*** Provided data ***
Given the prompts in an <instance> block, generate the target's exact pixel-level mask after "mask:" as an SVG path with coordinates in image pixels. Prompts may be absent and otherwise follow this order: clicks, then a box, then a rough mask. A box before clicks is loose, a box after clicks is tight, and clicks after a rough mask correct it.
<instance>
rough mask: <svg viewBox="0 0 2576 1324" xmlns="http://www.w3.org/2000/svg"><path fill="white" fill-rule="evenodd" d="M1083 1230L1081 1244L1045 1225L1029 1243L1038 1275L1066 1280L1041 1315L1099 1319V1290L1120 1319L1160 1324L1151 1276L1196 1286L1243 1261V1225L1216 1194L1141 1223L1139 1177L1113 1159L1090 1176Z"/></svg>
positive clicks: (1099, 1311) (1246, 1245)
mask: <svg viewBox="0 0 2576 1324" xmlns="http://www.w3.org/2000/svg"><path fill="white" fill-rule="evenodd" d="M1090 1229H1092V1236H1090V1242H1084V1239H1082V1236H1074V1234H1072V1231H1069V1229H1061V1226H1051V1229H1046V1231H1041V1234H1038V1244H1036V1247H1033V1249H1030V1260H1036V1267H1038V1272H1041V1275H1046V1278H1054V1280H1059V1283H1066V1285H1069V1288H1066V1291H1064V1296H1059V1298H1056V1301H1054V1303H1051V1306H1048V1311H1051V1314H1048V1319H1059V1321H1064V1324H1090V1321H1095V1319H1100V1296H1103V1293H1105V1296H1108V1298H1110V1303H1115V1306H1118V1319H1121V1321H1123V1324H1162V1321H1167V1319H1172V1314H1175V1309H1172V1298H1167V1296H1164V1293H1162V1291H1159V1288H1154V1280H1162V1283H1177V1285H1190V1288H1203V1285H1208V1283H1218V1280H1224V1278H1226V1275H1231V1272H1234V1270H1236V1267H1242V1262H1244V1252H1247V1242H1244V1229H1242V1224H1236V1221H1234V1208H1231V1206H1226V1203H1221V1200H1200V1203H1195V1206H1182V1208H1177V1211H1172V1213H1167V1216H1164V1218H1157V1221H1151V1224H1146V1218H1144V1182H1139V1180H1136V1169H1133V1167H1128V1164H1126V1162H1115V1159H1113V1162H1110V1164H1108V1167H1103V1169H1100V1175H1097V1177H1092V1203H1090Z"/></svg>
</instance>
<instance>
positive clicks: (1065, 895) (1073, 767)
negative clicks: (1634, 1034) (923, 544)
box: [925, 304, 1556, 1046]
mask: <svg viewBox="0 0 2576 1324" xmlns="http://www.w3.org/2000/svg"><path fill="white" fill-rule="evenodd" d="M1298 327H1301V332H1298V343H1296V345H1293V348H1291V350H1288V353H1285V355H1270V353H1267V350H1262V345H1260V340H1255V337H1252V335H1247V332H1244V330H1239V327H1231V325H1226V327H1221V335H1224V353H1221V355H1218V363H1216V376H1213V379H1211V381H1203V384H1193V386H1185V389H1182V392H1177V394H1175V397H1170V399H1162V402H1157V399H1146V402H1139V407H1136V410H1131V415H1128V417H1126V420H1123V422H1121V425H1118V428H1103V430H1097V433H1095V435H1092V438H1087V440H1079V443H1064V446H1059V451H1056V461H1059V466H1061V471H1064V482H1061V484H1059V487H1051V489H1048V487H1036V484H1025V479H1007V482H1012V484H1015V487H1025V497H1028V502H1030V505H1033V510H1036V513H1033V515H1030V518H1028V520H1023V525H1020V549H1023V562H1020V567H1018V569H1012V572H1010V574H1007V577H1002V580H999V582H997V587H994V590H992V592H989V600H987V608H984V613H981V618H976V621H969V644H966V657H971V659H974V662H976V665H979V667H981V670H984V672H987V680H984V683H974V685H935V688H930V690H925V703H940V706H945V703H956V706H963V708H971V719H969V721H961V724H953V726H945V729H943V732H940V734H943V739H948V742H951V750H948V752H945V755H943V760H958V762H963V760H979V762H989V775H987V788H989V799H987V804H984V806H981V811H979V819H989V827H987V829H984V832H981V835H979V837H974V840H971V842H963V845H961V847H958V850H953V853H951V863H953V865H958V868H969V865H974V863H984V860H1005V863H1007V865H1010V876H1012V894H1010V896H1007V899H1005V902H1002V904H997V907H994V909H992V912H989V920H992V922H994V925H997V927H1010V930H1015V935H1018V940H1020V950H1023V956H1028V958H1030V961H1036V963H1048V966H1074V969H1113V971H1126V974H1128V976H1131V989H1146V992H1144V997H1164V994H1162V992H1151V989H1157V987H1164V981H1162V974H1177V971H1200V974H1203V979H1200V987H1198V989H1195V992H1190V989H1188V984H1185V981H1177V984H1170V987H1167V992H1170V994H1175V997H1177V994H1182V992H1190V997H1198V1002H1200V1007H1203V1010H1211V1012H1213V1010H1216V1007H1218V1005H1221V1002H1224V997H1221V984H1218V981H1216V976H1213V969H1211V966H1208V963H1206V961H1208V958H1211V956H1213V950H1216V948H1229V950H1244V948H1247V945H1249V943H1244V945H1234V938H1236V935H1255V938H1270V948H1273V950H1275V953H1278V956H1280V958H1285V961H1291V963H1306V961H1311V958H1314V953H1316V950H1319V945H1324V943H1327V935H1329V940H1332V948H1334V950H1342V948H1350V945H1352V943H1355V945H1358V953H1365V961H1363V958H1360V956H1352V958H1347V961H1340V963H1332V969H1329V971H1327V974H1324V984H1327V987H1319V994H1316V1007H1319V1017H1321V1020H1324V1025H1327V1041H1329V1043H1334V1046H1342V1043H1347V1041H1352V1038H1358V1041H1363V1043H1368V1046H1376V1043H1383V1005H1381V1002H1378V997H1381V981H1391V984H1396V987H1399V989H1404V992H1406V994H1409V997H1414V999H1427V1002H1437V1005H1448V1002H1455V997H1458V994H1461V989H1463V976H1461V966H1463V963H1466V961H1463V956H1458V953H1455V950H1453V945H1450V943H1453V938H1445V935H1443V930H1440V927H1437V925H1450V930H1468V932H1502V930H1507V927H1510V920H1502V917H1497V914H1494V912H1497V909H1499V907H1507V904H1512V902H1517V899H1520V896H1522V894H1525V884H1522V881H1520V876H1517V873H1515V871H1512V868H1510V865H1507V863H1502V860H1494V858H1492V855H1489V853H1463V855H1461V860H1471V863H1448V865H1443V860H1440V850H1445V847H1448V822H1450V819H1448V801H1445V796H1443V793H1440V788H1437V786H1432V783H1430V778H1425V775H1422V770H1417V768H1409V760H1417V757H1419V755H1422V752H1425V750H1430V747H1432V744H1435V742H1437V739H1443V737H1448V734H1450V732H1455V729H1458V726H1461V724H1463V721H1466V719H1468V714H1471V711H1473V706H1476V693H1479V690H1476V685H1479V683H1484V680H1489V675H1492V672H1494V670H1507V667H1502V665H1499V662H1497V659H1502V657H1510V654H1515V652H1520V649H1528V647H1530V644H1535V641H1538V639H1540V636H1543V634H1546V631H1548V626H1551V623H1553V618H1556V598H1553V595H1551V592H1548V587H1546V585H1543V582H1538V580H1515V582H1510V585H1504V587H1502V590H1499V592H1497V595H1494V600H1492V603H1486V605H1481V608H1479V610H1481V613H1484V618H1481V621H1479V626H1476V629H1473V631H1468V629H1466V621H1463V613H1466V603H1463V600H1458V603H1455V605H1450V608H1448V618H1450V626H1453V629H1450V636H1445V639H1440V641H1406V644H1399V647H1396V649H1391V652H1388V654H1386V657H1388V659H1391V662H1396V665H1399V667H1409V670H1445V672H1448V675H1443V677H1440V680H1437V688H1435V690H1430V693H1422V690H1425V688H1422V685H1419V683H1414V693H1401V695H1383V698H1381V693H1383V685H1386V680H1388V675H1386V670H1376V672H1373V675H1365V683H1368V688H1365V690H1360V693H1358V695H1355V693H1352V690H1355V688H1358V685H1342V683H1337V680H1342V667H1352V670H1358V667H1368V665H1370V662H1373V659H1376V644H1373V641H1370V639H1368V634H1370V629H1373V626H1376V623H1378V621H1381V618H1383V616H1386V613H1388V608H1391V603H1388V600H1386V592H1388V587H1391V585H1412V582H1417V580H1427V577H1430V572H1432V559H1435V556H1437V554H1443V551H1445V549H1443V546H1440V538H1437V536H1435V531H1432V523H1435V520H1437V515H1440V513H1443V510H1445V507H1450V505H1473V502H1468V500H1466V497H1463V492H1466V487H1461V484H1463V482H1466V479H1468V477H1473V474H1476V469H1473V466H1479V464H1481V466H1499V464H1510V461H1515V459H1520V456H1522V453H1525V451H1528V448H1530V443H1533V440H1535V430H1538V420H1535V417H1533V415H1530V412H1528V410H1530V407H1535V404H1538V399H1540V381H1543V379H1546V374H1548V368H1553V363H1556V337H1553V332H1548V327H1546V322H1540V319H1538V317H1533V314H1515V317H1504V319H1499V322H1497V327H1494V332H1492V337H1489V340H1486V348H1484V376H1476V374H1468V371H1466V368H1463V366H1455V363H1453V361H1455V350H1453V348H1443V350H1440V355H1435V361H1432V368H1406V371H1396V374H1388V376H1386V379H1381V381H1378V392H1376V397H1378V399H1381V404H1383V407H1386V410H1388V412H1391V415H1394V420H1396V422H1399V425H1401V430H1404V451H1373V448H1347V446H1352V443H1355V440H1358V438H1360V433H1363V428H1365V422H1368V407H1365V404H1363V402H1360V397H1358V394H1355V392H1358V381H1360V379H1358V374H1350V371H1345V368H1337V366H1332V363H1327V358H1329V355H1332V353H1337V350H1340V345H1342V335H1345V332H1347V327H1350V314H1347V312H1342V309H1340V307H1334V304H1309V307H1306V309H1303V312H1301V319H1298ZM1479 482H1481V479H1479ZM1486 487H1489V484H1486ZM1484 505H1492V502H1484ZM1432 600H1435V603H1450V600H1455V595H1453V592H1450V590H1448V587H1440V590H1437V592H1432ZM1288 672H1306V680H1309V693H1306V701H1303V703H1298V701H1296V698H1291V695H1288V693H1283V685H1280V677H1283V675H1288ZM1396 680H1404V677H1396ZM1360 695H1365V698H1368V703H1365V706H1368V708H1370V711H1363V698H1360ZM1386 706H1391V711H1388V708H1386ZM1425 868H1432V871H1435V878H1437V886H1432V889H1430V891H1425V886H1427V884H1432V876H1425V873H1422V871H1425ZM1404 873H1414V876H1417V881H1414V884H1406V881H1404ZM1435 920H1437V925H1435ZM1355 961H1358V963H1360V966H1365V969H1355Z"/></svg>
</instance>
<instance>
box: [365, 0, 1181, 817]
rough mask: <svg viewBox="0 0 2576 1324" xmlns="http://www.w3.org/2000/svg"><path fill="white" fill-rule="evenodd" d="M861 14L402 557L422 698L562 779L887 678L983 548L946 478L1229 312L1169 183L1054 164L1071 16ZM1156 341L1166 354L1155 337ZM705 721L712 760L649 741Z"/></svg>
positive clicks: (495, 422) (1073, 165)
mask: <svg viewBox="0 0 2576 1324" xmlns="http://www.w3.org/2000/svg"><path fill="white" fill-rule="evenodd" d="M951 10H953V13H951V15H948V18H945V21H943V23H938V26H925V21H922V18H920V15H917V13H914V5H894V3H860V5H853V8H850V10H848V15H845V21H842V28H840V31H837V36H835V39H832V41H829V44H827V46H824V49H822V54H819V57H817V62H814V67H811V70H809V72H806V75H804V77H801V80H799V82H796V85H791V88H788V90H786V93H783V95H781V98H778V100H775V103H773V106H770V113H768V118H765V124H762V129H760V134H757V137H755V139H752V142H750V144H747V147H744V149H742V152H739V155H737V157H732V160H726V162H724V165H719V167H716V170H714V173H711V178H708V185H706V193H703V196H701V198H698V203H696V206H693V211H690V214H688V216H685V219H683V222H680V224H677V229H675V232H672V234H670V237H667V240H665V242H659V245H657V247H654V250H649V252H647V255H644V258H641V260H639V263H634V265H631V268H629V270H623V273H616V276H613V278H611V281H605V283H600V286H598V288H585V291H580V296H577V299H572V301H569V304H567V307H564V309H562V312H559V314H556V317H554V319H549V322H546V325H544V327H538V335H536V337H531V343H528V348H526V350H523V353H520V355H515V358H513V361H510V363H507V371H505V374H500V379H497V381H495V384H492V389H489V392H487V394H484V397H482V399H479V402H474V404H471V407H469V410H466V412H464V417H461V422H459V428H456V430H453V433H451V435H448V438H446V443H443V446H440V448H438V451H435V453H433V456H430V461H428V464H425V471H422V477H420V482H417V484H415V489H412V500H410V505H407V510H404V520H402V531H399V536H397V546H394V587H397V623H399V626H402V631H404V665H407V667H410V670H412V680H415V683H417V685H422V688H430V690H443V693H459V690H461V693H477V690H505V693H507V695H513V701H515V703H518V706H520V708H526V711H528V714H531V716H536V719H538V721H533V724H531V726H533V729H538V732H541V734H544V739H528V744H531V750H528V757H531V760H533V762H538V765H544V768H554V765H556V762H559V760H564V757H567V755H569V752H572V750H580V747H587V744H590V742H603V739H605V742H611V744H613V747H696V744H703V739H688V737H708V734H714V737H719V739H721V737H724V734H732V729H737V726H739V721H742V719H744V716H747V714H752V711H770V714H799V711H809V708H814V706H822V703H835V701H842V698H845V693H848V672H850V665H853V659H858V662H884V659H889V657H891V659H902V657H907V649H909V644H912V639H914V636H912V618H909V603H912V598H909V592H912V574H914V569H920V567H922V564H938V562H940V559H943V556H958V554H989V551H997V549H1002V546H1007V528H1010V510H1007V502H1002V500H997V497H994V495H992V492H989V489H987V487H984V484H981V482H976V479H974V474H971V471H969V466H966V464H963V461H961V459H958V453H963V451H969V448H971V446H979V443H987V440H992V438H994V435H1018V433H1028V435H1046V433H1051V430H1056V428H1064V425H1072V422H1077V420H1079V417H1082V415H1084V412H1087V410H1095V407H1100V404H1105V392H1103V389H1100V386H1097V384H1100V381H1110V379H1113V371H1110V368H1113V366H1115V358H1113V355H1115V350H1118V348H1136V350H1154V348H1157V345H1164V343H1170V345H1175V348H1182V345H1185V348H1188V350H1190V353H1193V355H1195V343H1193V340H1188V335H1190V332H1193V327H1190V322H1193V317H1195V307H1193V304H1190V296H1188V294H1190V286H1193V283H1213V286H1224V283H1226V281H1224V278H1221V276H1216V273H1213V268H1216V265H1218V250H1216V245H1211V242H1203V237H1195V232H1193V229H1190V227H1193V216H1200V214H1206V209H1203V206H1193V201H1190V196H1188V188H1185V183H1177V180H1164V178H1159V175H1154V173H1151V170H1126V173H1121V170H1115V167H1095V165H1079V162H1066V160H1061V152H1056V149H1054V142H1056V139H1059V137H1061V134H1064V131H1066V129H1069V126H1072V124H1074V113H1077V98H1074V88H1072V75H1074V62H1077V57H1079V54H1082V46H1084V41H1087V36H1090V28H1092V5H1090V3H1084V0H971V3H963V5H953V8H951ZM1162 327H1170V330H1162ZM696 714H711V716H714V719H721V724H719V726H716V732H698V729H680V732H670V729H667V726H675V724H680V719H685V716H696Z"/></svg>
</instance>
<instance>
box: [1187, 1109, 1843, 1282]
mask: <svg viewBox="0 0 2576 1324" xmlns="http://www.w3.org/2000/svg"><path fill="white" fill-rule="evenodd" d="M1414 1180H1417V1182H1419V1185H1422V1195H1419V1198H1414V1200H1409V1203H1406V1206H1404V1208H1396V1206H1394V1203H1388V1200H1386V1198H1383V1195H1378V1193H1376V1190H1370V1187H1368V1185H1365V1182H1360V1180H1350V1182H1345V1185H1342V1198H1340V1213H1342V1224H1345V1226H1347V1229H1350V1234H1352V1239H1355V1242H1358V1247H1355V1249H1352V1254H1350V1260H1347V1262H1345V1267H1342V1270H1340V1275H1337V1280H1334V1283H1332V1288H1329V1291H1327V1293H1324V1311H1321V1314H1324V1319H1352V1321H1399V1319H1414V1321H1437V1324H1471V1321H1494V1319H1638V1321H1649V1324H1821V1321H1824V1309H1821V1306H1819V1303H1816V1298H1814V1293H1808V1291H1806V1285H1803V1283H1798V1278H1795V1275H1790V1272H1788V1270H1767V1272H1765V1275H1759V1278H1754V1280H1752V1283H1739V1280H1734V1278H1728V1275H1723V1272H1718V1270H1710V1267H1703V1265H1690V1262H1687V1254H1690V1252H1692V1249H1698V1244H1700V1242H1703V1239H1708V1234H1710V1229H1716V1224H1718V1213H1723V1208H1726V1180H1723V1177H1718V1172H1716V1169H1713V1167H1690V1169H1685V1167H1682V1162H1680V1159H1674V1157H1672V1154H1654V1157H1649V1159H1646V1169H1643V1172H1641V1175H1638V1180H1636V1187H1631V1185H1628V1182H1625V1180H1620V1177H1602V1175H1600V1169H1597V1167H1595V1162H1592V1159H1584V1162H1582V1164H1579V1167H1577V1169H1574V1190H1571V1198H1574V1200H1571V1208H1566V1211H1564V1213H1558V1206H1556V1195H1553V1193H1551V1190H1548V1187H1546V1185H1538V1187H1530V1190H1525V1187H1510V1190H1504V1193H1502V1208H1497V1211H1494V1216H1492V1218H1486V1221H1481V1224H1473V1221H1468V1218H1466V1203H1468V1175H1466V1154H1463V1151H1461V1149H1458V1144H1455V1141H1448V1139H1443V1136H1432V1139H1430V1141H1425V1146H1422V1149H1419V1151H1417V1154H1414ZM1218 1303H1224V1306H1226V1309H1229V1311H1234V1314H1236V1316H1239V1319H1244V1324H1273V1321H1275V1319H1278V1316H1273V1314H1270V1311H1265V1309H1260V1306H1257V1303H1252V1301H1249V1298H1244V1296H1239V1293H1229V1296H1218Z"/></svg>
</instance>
***
[Task description]: Using the data above, restate word for word the lines from its opening line through the line that contains "1230L1081 1244L1045 1225L1029", and no more.

[Written solution]:
Given the prompts in an <instance> block, generate the target's exact pixel-level mask after "mask:" as an SVG path with coordinates in image pixels. Prompts may be absent and otherwise follow this order: clicks, then a box, then a rough mask. A box before clicks is loose, a box after clicks is tight, and clicks after a rough mask correct it.
<instance>
rough mask: <svg viewBox="0 0 2576 1324" xmlns="http://www.w3.org/2000/svg"><path fill="white" fill-rule="evenodd" d="M1083 1230L1081 1244L1045 1225L1029 1243L1038 1275L1066 1280L1041 1315L1099 1319V1290L1120 1319L1160 1324L1151 1276L1196 1286L1243 1261V1225L1216 1194L1141 1223L1139 1177L1113 1159L1090 1176Z"/></svg>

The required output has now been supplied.